Task prompt:
Go through the records and report each line in which the word "cliff" occurs.

Records:
================
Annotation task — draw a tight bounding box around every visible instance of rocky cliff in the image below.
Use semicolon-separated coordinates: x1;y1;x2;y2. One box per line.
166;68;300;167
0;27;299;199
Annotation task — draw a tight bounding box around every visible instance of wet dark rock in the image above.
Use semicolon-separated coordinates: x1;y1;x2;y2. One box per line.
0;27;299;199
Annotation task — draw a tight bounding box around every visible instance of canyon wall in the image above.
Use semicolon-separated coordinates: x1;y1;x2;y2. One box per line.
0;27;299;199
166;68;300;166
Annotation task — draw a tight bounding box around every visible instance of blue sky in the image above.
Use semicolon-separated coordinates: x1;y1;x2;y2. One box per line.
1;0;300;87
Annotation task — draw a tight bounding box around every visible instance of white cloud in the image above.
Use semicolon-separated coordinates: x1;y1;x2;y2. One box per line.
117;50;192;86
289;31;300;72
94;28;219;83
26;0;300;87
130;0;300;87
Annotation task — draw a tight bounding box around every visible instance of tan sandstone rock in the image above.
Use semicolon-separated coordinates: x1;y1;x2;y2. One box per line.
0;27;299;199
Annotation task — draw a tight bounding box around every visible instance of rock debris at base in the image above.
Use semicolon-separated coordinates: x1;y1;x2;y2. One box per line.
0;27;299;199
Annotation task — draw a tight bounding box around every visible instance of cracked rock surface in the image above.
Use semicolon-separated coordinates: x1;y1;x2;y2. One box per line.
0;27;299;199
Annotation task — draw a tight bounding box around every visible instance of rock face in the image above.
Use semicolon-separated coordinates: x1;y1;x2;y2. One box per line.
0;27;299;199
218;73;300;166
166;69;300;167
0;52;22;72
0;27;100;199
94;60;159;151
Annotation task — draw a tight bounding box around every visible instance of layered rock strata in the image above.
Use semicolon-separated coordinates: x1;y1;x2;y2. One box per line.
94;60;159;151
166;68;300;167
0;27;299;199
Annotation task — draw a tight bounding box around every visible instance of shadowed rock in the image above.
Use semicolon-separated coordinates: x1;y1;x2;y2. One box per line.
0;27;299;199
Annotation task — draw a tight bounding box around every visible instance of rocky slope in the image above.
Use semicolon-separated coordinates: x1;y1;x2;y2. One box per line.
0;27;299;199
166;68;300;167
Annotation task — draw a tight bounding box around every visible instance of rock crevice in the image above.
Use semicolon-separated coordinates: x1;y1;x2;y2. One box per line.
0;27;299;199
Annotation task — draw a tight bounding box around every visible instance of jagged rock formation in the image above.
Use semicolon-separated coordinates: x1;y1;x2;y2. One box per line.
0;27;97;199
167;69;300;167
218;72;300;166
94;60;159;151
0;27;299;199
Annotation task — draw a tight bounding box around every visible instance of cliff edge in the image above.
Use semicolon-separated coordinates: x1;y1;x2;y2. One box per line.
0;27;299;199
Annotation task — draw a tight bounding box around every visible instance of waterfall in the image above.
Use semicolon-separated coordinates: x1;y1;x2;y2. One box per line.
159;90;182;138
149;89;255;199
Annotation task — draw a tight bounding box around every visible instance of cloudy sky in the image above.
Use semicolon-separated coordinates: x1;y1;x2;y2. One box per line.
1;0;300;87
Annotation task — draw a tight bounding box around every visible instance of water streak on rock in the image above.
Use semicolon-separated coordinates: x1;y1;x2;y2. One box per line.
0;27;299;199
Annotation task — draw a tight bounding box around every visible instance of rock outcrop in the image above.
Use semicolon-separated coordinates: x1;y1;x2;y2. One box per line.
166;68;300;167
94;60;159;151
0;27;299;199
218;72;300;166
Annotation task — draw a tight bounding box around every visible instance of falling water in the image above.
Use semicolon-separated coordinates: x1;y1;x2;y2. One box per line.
================
Output of the task:
Annotation task — draw a tight bounding box around every visible instance of rocky cliff in the image below.
Annotation task — draw a tight bounding box around every visible instance of cliff edge in the image above.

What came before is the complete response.